L’importance de ces connexions s’est matérialisée en septembre 2008. À la suite de la faillite de Lehman Brothers, c’est tout le système financier qui s’est retrouvé au bord de l’implosion. Cela a déclenché des effets d’entraînement défavorables de la sphère financière vers la sphère réelle, et réciproquement, ce qui a contribué à une forte contraction de l’activité mondiale.
Lorsque la crise s’est brusquement accélérée, en septembre 2008, les risques systémiques associés à des marchés financiers étroitement intégrés n’étaient pas suffisamment connus et les autorités publiques ont dû s’appuyer sur des données informelles et leur propre sagesse et jugement pour jauger l’évolution de la situation.
La crise a montré qu’un suivi individuel rapproché de la situation du bilan de chacune des institutions financières prise individuellement peut conduire à négliger le poids des interconnexions entre ces institutions. Cette observation me conduit à la deuxième leçon de la crise financière : le système financier mondial, comme le système financier européen sont fortement intégrés, et nécessitent une surveillance approfondie des risques systémiques.
Comme vous le savez, le cadre macroprudentiel en vigueur en Europe a été largement renforcé. Le Comité européen du risque systémique (CERS), a été créé en tant qu’organe européen indépendant et est chargé de la surveillance macroprudentielle du système financier au sein de l’Union européenne (UE).

§ **DONNÉES FOURNIES**
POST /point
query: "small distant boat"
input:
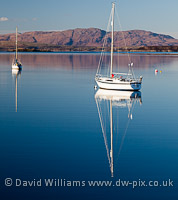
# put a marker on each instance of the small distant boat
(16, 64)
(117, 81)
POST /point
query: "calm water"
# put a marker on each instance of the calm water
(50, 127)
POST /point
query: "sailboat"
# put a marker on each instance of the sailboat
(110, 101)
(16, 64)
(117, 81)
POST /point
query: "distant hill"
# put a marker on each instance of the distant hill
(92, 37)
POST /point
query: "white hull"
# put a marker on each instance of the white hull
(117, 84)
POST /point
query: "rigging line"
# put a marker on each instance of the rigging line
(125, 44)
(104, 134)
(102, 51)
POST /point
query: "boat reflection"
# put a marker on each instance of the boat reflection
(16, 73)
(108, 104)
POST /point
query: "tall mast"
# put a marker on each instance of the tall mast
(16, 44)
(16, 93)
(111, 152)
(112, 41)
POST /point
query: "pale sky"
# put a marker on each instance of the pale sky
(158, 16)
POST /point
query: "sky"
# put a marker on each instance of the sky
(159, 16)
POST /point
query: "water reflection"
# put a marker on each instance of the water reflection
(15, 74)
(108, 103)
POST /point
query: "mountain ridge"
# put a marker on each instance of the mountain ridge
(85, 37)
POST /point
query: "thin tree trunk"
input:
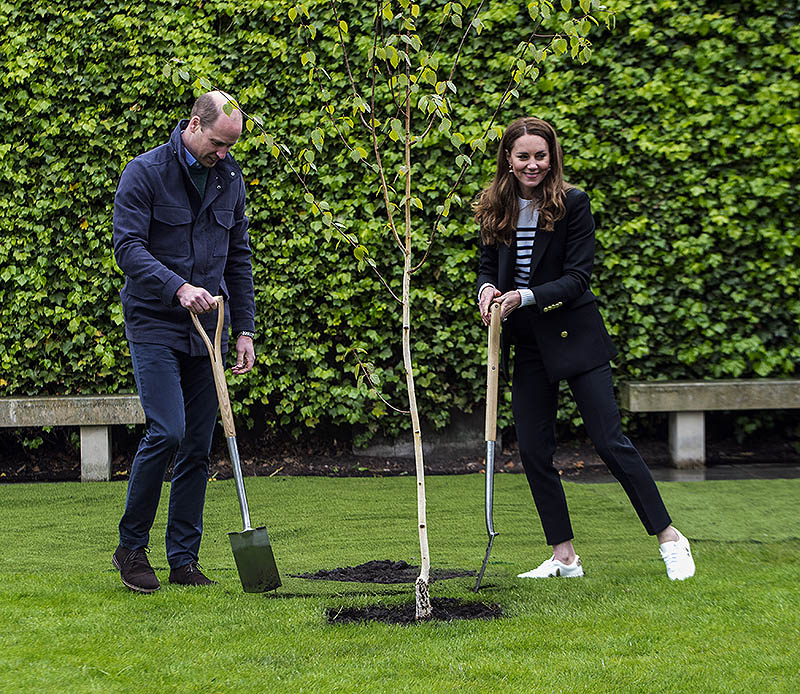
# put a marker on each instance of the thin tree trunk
==
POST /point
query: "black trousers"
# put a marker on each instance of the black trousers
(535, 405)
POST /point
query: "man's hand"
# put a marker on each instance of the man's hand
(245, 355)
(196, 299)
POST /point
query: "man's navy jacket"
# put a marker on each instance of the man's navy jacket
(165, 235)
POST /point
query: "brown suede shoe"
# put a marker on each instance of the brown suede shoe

§ **CONSIGNE 1**
Traduisez en anglais, s’il vous plaît, cette phrase du texte sur la crise financière de 2008 : « À la suite de la faillite de Lehman Brothers, c’est tout le système financier qui s’est retrouvé au bord de l’implosion. »
§ **CONSIGNE 2**
Reprenez le texte sur la crise financière de 2008 et rédigez la suite après sa dernière phrase.

§ **RÉPONSE ATTENDUE 1**
Following the collapse of Lehman Brothers, the entire financial system found itself on the brink of implosion.

§ **RÉPONSE ATTENDUE 2**
Les autorités européennes de surveillance faciliteront quant à elles les travaux du CERS en contrôlant attentivement les interdépendances existant dans le système financier de l’UE.
Le CERS a entre-temps mis en place ses propres structures institutionelles et le cadre de sa politique macroprudentielle. Différentes décisions ont notamment été prises, qui concernent :
les collectes d’information en vue de la surveillance du système financier au sein de l’Union européenne,
les procédures de confidentialité pour les échanges d’information avec les trois autorités de surveillance européennes, telles qu’elles sont prévues par le CERS,
le développement d’un tableau de bord pour la surveillance des risques, d’un code couleur pour leur signalisation, ainsi que d’un ensemble d’instruments macroprudentiels.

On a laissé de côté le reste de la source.